#### Document segment:
Hothfield  is a village and civil parish in the Ashford Borough of Kent, England and is  3 miles north-west of Ashford on the A20. It is completely split in two by Hothfield Common.

Geography
In the north west is Hothfield Common, 58 hectares (143 acres) of heathland and lowland valley bogs: a nature reserve managed by Kent Wildlife Trust,

To the immediate south is the private parkland of the former Hothfield House. This area is crossed by the Greensand Way passing the church en route to  Godinton House. A small part of the neighbourhood of Ram Lane is in the far northern point of the civil parish. Small tributaries of the West Stour rise in the parish.

Amenities
The village has a shop and post office with internal ATM service (closed Tuesday PM  and Sunday PM).  Hothfield Common has a children's playground and a multi-use all-weather games pitch adjacent to the south east and a car park to  the north just off the A20.
A large village community centre (hothfield village hall) is located on the edge of the village views over rolling fields
The former school is now a children's centre, run by sure start. It is called the bluebells children centre and runs many parent and child groups and midwife and health visitors drop in services

History
The medieval parish church is dedicated to Saint Margaret; it was rebuilt in 1598 after a fire.

#### Supplied data:
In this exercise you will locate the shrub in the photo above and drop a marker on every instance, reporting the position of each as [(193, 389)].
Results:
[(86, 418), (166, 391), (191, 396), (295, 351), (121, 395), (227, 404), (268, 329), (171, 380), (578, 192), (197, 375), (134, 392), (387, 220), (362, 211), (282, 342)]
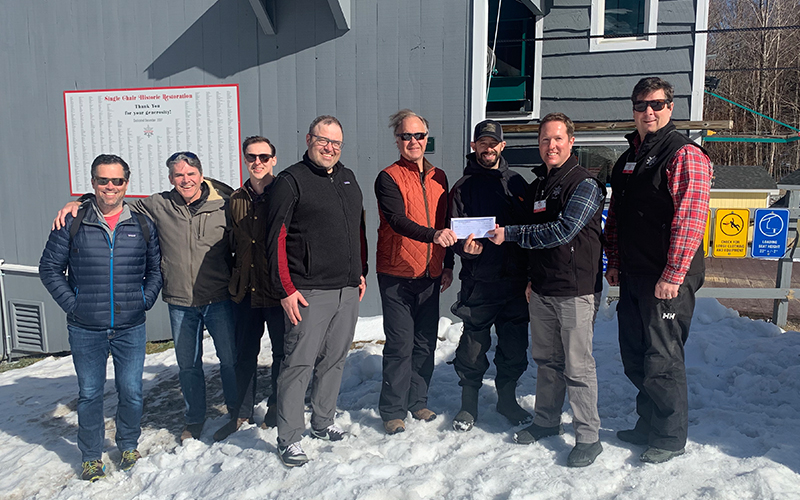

#### Exercise 1:
Reproduce the Hothfield passage from "A large village" to "after a fire.".
#### Exercise 2:
Render this sentence from the Hothfield passage in Spanish: "The medieval parish church is dedicated to Saint Margaret; it was rebuilt in 1598 after a fire."
The material is separate from the Hothfield passage.

#### Exercise response 1:
A large village community centre (hothfield village hall) is located on the edge of the village views over rolling fields
The former school is now a children's centre, run by sure start. It is called the bluebells children centre and runs many parent and child groups and midwife and health visitors drop in services

History
The medieval parish church is dedicated to Saint Margaret; it was rebuilt in 1598 after a fire.

#### Exercise response 2:
La iglesia parroquial medieval está dedicada a Santa Margarita; fue reconstruida en 1598 tras un incendio.